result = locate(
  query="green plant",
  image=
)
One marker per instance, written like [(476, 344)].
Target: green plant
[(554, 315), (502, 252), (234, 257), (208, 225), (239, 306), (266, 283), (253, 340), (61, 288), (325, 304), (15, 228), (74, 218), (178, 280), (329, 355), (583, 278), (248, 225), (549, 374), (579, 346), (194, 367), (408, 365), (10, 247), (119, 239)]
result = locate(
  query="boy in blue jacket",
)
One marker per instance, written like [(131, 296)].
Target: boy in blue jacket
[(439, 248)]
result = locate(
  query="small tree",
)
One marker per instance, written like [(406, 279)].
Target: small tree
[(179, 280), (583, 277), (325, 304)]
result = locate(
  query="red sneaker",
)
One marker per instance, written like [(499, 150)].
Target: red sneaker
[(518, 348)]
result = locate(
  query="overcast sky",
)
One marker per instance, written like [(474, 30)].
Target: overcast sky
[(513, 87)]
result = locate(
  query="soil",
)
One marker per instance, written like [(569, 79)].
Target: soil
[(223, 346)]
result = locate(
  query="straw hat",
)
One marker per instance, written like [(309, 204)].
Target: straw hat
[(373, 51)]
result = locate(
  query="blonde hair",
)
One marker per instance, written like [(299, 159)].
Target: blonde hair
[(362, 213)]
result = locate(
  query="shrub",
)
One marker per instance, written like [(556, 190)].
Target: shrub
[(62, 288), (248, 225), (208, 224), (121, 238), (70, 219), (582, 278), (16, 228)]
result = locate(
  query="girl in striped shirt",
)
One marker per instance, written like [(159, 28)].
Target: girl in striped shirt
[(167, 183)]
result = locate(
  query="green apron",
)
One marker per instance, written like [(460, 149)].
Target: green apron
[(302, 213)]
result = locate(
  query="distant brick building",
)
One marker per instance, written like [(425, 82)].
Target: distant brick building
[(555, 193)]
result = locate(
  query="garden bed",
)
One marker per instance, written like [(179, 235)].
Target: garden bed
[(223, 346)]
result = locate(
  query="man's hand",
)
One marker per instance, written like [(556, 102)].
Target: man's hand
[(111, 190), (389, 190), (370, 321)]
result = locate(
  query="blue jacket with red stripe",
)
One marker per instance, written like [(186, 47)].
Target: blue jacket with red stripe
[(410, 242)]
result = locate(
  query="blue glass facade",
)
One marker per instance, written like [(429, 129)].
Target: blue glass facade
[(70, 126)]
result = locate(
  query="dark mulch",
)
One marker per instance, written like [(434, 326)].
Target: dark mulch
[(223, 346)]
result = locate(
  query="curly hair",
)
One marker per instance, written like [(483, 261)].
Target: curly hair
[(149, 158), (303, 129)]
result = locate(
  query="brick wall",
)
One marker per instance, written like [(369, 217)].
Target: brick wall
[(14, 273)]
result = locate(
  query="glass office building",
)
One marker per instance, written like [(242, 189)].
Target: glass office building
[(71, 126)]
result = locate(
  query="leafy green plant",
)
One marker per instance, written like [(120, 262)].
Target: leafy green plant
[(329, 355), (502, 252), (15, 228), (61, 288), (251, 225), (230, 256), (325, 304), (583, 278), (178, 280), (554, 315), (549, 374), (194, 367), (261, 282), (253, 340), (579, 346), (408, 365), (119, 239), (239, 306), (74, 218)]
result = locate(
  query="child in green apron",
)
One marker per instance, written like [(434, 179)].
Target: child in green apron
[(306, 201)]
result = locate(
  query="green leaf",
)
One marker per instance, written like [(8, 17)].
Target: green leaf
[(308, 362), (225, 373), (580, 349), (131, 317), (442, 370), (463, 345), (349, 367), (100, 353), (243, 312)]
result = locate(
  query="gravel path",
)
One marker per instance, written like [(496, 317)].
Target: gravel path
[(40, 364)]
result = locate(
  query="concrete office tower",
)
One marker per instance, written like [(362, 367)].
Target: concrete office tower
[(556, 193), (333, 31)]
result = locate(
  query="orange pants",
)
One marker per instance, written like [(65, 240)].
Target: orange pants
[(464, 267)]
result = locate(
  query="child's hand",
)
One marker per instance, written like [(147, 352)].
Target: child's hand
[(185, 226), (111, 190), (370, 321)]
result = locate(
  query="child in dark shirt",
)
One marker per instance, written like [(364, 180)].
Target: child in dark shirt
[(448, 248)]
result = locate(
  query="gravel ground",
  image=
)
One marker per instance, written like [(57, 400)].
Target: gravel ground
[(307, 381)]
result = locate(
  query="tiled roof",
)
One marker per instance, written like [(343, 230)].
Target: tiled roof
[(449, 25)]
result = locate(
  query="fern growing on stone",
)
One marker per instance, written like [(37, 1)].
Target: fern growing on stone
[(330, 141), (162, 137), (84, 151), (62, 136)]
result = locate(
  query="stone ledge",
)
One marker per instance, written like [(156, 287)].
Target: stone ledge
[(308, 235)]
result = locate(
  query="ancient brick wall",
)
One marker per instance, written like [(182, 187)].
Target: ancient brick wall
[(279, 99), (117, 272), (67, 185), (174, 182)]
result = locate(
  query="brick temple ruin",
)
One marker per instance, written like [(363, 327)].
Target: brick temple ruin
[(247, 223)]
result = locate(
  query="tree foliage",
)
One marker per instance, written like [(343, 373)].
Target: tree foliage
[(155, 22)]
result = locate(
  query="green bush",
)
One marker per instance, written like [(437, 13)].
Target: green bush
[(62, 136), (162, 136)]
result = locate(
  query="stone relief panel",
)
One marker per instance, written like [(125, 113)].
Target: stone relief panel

**Problem details**
Can you rewrite the entries, starting at the top of the entries and ending at the line containing "[(179, 280), (583, 277), (325, 304)]", with every point coordinate in the answers multiplied by 0.7 and rounded to a whole number (halves round up)? Leave the requests and their format samples as they are, and give back only those lines.

**Task solution**
result = locate(
  query="green plant",
  image=
)
One marker per instance, written like [(476, 344)].
Target: green plant
[(388, 221), (351, 176), (164, 180), (146, 158), (167, 214), (186, 198), (177, 238), (43, 202), (228, 213), (11, 160), (52, 153), (125, 196), (230, 249), (408, 195), (174, 158), (384, 262), (405, 242), (136, 257), (286, 256), (7, 173), (83, 167)]
result = locate(
  query="boy in blue jacket",
)
One marker per instance, written like [(131, 296)].
Target: boy in blue jacket
[(307, 174)]
result = locate(
  query="small tree",
)
One marker per instance, written like [(406, 279)].
Target: small tree
[(125, 196), (408, 194), (228, 213)]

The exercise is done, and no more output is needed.